Below are records to repeat exactly. Omit the pictures from the copy.

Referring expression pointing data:
____________________
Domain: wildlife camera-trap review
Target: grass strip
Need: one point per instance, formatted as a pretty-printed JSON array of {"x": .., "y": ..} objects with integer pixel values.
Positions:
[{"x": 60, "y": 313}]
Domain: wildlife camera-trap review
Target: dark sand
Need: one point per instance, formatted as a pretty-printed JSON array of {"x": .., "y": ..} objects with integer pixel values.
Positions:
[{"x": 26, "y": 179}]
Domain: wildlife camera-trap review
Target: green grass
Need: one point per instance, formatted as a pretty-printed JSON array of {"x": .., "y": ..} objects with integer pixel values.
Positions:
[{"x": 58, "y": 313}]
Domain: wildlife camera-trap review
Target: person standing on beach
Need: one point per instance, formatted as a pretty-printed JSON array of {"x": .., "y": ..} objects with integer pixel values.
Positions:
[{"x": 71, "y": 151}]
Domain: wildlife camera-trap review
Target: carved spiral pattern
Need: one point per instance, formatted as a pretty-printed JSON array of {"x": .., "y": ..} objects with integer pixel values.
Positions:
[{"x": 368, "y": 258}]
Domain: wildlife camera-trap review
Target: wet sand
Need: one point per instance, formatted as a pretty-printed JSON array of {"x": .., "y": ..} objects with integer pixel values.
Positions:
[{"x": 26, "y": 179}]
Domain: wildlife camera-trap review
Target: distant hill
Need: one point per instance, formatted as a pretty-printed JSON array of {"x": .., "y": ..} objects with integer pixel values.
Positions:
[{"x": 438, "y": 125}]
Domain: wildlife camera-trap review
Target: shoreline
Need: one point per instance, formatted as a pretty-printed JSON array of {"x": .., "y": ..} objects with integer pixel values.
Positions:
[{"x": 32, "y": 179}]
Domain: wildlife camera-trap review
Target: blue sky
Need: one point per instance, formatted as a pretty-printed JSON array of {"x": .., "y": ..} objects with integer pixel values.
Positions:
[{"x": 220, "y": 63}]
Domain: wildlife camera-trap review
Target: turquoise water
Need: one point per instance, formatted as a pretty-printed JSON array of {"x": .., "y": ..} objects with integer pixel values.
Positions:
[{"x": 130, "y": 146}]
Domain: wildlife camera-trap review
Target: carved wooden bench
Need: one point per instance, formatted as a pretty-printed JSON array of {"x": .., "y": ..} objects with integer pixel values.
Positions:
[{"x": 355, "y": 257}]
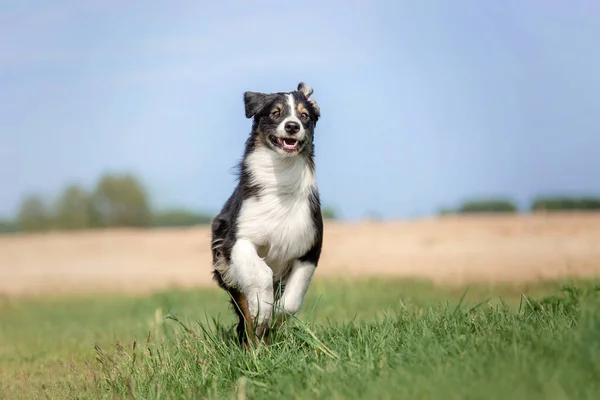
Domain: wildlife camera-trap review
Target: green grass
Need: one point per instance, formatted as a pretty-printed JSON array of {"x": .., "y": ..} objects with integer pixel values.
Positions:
[{"x": 381, "y": 339}]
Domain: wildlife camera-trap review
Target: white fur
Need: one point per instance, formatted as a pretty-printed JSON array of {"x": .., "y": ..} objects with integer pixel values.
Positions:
[
  {"x": 254, "y": 278},
  {"x": 296, "y": 286},
  {"x": 292, "y": 117},
  {"x": 274, "y": 229}
]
____________________
> **Task solution**
Domain: wildlife camera-trap review
Target: grass strip
Need: one point per instance, formatted as a pretty-printed JSON array of {"x": .., "y": ..} objects with integer pixel values.
Positions:
[{"x": 60, "y": 313}]
Domain: wildlife camera-trap review
Target: dark sand
Need: one point per instance, formatted as a pretty-printed JSON array of {"x": .., "y": ..} objects with integer pixel values.
Positions:
[{"x": 26, "y": 179}]
Domain: wildlife camera-trap review
Target: green grass
Need: one point per instance, formatted as a pretty-printed JSON array of {"x": .., "y": ..} objects with integer pixel values.
Positions:
[{"x": 58, "y": 313}]
Domain: wildlife camera-trap review
Target: person standing on beach
Need: one point per instance, formatted as a pretty-printed JSON array of {"x": .., "y": ..} objects with integer pixel values.
Positions:
[{"x": 71, "y": 151}]
Domain: wildlife camera-trap review
Target: carved spiral pattern
Need: one point per instance, formatted as a pretty-printed JSON array of {"x": .., "y": ..} objects with integer pixel values.
Positions:
[{"x": 368, "y": 258}]
Domain: wildlife camera-trap review
Target: wet sand
Need: one point per instance, formatted as a pretty-printed JSON array of {"x": .., "y": ..} objects with integer pixel values.
Positions:
[{"x": 26, "y": 179}]
Domain: wildlife camera-trap review
Target: distant hill
Need: one point per instance, formatted as a pretty-printed JSON array of {"x": .., "y": ..} objects with integer pixel values.
Positions:
[{"x": 438, "y": 125}]
Domain: wildlife camera-trap review
Target: shoreline
Need: one point per instance, formatted as a pretty-printed JSON array of {"x": .., "y": ..} objects with integer pixel values.
Positions:
[{"x": 32, "y": 179}]
Domain: wildlife camera-trap review
Target: blue sky
Need: one point per instance, formatted as a pretty-printed JSON array of {"x": .., "y": ..} objects with integer pixel values.
Positions:
[{"x": 220, "y": 63}]
Domain: wildlife camera-trap review
Target: turquoise water
Need: one point per instance, formatted as a pretty-printed JSON array of {"x": .., "y": ..} objects with integer pixel values.
Positions:
[{"x": 130, "y": 146}]
Domain: wildlife camera-trap review
Target: carved wooden bench
Need: one point per instance, formatted as a pretty-printed JSON array of {"x": .., "y": ..} objects with integer pixel values.
Positions:
[{"x": 355, "y": 257}]
Domain: wildlife camera-trap review
Target: green grass
Need: one point per instance, formatted as a pretty-printed JSON array of {"x": .., "y": ..} objects with integer pixel values.
Positions:
[{"x": 381, "y": 339}]
Domain: wildlife camera-trap review
Target: white fur
Need: one point per instance, formatted as a pretty-printed JSON array of {"x": .., "y": ..} objects with integer pixel values.
Positions:
[
  {"x": 254, "y": 278},
  {"x": 296, "y": 286},
  {"x": 292, "y": 117},
  {"x": 274, "y": 229}
]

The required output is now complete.